题目 a:
展示记录中含有字符串“tissue”的每一行。

问题
I'm puzzled by Mathematica's responses to the following:
ClearAll[n]
#^2 & /@ Range[n]
#^2 & /@ Range[n] // StandardForm
It seems that even Mathematica (8.0) doesn't believe what it has just said:
#^2 & /@ Range[5]
Range[5^2]
Any thoughts about what is happening?
Edit:
The original context for this question was the following. I had written
PrimeOmega[Range[n]] - PrimeNu[Range[n]]
and since n was going to be very large (2^50), I thought I might save time by rewriting it as:
PrimeOmega[#] - PrimeNu[#] &/@Range[n]
Thinking back, that probably wasn't such a good idea. (I could have used Module to 'compute' the Range only once.)
回答1:
Since n is undefined, Range[n] evaluated to itself. Therefore, Map acts on it as on any other symbolic head, mapping your function on its elements - here it is just n
In[11]:= #^2 & /@ someHead[n]
Out[11]= someHead[n^2]
EDIT
Addressing the question in your edit - for numeric n, Range evaluates to a list all right, and you get the expected result (which is, Range[5]^2. It is all about the order of evaluation. To get Range[5^2], you could have used #^2&/@Unevaluated[Range[5]], in which case everything happens just like for symbolic n above) . In fact, Range issues an error message on non-numeric input. Also, it is tangential to the question, but functions like #^2& are Listable, and you don't have to map them.

题目 b:
原文中，提问者预计 n 会取多大的值？

[区域标注记录]
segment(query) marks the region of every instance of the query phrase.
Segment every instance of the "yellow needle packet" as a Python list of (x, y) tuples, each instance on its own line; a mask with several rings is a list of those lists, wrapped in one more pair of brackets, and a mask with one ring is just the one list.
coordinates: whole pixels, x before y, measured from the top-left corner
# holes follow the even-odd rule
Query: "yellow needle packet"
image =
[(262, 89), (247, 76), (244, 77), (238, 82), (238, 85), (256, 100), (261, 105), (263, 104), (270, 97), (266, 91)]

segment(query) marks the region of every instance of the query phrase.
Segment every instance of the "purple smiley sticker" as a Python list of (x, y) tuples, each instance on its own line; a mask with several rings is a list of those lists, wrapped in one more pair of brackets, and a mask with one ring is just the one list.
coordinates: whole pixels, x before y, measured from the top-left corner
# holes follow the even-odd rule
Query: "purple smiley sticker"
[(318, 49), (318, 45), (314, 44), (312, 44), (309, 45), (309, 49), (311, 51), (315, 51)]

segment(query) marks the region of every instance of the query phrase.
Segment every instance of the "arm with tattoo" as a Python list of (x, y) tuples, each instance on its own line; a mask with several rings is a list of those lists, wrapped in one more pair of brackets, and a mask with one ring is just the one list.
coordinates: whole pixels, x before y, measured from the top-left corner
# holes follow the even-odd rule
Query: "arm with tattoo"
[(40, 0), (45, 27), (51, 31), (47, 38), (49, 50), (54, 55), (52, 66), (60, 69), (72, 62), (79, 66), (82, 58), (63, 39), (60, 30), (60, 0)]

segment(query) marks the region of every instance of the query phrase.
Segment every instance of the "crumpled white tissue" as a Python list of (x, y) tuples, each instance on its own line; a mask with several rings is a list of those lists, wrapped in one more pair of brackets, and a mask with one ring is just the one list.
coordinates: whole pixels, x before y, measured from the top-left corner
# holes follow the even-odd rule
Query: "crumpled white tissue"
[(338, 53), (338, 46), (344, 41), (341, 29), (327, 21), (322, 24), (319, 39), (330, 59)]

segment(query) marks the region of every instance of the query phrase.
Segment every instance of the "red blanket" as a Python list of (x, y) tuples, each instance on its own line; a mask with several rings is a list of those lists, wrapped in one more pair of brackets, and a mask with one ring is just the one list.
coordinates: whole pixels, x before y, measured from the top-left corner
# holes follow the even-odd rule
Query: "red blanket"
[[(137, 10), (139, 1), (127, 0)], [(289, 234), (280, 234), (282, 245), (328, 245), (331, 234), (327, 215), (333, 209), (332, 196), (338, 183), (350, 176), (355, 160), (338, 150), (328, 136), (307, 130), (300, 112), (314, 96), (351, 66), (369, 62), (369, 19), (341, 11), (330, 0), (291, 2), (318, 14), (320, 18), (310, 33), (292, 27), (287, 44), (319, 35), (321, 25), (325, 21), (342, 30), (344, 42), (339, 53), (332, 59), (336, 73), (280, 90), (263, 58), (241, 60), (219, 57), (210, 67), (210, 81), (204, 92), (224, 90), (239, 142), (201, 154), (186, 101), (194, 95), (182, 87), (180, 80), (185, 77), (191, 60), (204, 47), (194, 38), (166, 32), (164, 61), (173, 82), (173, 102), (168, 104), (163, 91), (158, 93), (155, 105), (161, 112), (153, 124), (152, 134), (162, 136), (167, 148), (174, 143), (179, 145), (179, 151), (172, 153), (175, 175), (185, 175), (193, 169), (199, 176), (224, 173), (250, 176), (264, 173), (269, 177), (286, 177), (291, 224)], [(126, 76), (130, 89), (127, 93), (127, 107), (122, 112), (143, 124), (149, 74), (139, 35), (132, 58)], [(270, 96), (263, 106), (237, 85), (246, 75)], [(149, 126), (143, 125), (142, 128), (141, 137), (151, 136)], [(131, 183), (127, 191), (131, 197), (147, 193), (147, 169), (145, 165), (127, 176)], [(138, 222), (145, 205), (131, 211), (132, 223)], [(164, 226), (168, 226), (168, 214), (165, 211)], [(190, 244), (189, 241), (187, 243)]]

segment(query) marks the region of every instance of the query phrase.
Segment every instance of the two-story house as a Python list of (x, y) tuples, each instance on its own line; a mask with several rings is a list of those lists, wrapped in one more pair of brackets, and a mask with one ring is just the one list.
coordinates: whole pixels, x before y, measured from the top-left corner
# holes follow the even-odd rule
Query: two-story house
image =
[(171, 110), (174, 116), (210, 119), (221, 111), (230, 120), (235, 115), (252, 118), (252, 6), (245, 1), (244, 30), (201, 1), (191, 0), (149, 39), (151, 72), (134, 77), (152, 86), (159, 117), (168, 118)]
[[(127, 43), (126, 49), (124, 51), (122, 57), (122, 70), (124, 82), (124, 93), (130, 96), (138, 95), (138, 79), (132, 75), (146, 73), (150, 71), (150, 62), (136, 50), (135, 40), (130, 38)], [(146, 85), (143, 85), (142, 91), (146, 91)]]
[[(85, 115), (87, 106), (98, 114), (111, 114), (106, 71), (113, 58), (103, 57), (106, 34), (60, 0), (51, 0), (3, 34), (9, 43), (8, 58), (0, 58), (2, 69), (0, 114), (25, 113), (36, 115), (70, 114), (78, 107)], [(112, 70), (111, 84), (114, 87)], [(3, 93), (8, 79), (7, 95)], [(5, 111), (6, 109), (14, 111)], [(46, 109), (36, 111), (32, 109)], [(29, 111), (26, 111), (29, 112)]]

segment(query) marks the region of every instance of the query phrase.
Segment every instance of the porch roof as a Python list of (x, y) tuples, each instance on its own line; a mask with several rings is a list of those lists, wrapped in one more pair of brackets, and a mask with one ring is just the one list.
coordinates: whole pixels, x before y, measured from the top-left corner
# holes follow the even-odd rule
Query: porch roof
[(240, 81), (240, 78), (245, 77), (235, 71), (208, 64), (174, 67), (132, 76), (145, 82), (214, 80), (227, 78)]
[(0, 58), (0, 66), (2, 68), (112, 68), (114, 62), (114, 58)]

输出 a:
Segment every instance of the "crumpled white tissue" as a Python list of (x, y) tuples, each instance on its own line; a mask with several rings is a list of those lists, wrapped in one more pair of brackets, and a mask with one ring is just the one list.
Query: "crumpled white tissue"

输出 b:
2^50。